> [Svolgere quanto segue]
1 – Trascriva dal brano critico tutto il passo che va da "I titoli di" fino a "in una pozzanghera.".
2 – Riscriva in forma più concisa il paragrafo del brano critico che comincia con "I titoli di testa scorrono", conservandone i fatti principali.
3 – Prosegua il brano critico sul film riprendendo dal punto in cui si interrompe.

> [Brano estratto]
Fabrizio Violante+Katia Rossi_Play it again, Robert
“Gli europei hanno un senso innato della totalità organica o della composizione, ma devono acquisire il senso del frammento, e possono farlo solo attraverso una riflessione tragica o un’esperienza del disastro. Gli americani, al contrario, hanno un senso naturale del frammento e quel che devono conquistare è il sentimento della totalità, della bella composizione”.
Gilles Deleuze (1)
I titoli di testa scorrono su una lunga inquadratura fissa che incornicia un banale scorcio rurale del Midwest, un’antenna e un serbatoio dell’acqua davanti a un cielo all’imbrunire, in sottofondo la radio si sintonizza su una stazione di musica country: ci si aspetterebbe a questo punto l’avvio del solito viaggio on the road attraverso larghe praterie ricordando quel che rimane delle vecchie storie della frontiera, tra vaccari (lì li chiamano cowboy, cela va sans dire), piccoli grandi uomini, soldati blu, mezzogiorni di fuoco e sfide all’o.k. corral; ma invece le immagini sfumano nelle luci di un caffè di provincia, un diner che sembra rubato a un quadro di Edward Hopper, riflesse in una pozzanghera.

> [Voci estratte]

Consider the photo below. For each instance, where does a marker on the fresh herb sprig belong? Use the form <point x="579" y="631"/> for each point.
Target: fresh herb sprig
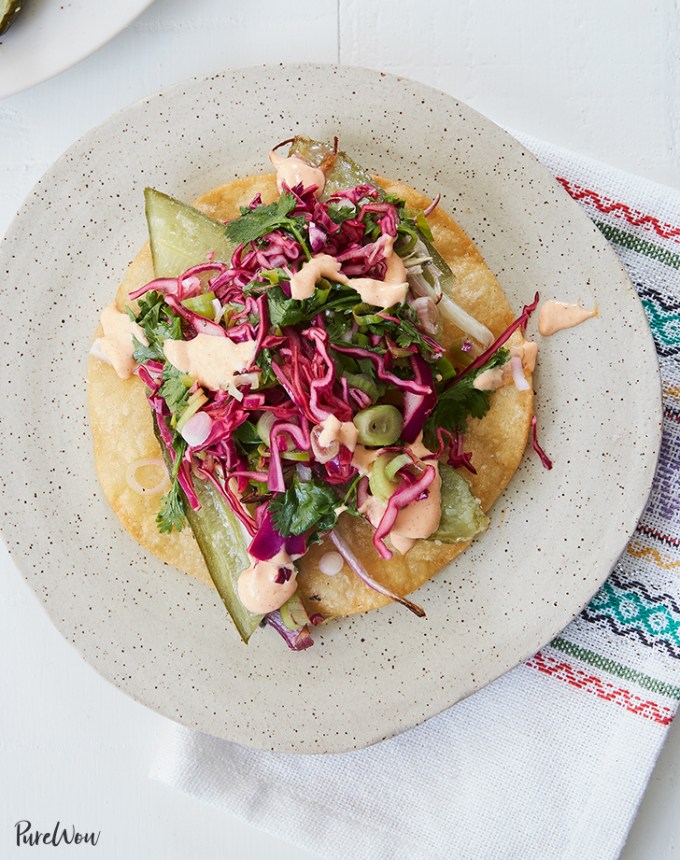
<point x="461" y="401"/>
<point x="263" y="219"/>
<point x="171" y="516"/>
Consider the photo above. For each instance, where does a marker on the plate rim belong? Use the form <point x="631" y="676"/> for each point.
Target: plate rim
<point x="166" y="93"/>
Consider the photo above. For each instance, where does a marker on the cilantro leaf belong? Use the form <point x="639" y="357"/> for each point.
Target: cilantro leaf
<point x="461" y="401"/>
<point x="327" y="297"/>
<point x="261" y="220"/>
<point x="171" y="515"/>
<point x="304" y="505"/>
<point x="159" y="323"/>
<point x="175" y="388"/>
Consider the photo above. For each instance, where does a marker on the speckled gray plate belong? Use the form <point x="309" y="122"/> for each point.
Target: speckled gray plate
<point x="162" y="637"/>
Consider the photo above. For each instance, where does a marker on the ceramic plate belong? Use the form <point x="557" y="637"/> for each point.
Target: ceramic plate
<point x="48" y="37"/>
<point x="162" y="637"/>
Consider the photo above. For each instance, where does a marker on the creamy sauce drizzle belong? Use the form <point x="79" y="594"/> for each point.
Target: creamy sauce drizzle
<point x="117" y="346"/>
<point x="331" y="563"/>
<point x="213" y="361"/>
<point x="382" y="294"/>
<point x="294" y="170"/>
<point x="343" y="432"/>
<point x="497" y="377"/>
<point x="556" y="316"/>
<point x="416" y="521"/>
<point x="258" y="591"/>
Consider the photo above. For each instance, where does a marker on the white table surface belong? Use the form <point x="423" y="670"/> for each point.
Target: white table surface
<point x="601" y="78"/>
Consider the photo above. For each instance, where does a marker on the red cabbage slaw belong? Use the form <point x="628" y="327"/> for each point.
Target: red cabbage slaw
<point x="330" y="355"/>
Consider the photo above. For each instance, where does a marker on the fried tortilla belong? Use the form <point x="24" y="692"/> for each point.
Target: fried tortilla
<point x="122" y="428"/>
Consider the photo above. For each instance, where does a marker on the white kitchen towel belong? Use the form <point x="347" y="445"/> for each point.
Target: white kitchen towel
<point x="551" y="760"/>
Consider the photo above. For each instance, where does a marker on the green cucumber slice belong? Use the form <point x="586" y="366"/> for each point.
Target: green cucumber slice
<point x="223" y="545"/>
<point x="181" y="236"/>
<point x="462" y="514"/>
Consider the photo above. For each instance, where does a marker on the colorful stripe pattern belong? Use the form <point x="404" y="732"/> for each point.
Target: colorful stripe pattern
<point x="634" y="621"/>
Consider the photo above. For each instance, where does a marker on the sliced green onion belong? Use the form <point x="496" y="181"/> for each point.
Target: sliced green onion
<point x="381" y="486"/>
<point x="363" y="383"/>
<point x="406" y="240"/>
<point x="201" y="305"/>
<point x="379" y="425"/>
<point x="395" y="464"/>
<point x="293" y="613"/>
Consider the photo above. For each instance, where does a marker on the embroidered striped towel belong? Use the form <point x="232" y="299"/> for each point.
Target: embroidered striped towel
<point x="551" y="760"/>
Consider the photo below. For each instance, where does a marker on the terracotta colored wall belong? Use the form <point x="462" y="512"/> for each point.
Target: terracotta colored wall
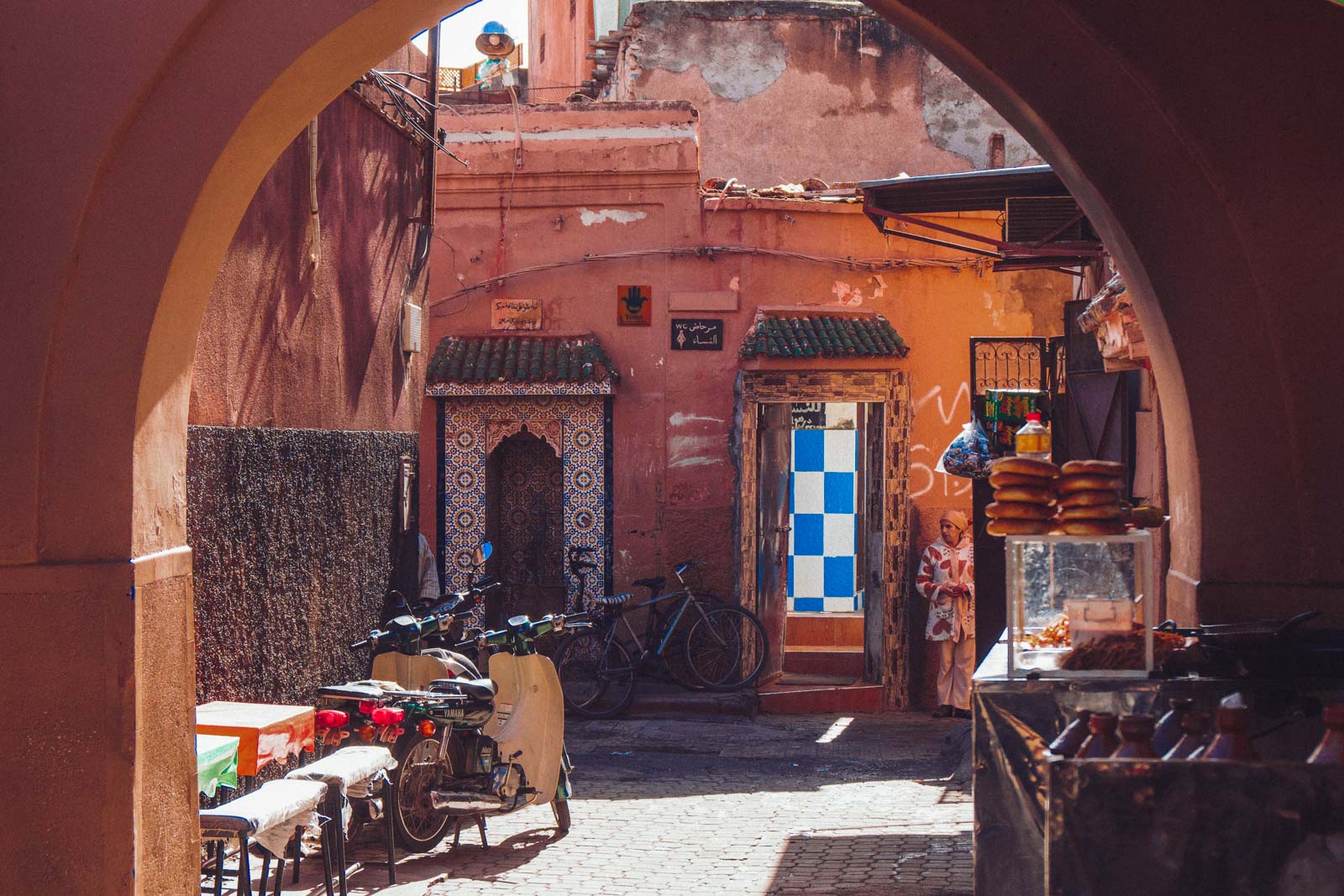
<point x="566" y="27"/>
<point x="123" y="214"/>
<point x="675" y="484"/>
<point x="289" y="344"/>
<point x="816" y="81"/>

> [Soluzioni degli esercizi]
1 –
I titoli di testa scorrono su una lunga inquadratura fissa che incornicia un banale scorcio rurale del Midwest, un’antenna e un serbatoio dell’acqua davanti a un cielo all’imbrunire, in sottofondo la radio si sintonizza su una stazione di musica country: ci si aspetterebbe a questo punto l’avvio del solito viaggio on the road attraverso larghe praterie ricordando quel che rimane delle vecchie storie della frontiera, tra vaccari (lì li chiamano cowboy, cela va sans dire), piccoli grandi uomini, soldati blu, mezzogiorni di fuoco e sfide all’o.k. corral; ma invece le immagini sfumano nelle luci di un caffè di provincia, un diner che sembra rubato a un quadro di Edward Hopper, riflesse in una pozzanghera.

2 – I titoli di testa scorrono su una lunga inquadratura fissa di un banale scorcio rurale del Midwest: un'antenna e un serbatoio dell'acqua contro il cielo all'imbrunire. In sottofondo la radio si sintonizza su una stazione di musica country. Ci si aspetterebbe il solito viaggio on the road attraverso le praterie, tra i ricordi delle vecchie storie della frontiera. Invece le immagini sfumano nelle luci di un diner di provincia, simile a un quadro di Edward Hopper, riflesse in una pozzanghera.

3 –
È qui che ci viene incontro un detective stralunato, un po’ Bogart e un po’ Keaton, splendidamente interpretato da un divertito Kevin Kline, e comincia a raccontarci una storia… Ecco, si potrebbe dire che l’ultimo film di Robert Altman, ottuagenario oscar alla carriera, sia tutto in questa apertura: anche questa volta il cineasta di Kansas City fa i conti con i miti dell’America, dei generi del cinema classico hollywoodiano, per non prenderli sul serio.
La rivisitazione dei generi è infatti una delle caratteristiche ricorrenti dei film di Altman, che li ha percorsi praticamente tutti - dalla fantascienza (Conto alla rovescia, Anche gli uccelli uccidono) al triller psicologico (Quel freddo giorno nel parco, Images), dal western (I compari, Buffalo Bill e gli indiani) al noir (Il lungo addio), dalla commedia (California poker) al musical (Nashville) -, sempre stravolgendone la struttura, così che, come ha sottolineato Emanuela Martini, “nessuno di questi corrisponde, se non minimamente, al genere cui in superficie si richiama” (2).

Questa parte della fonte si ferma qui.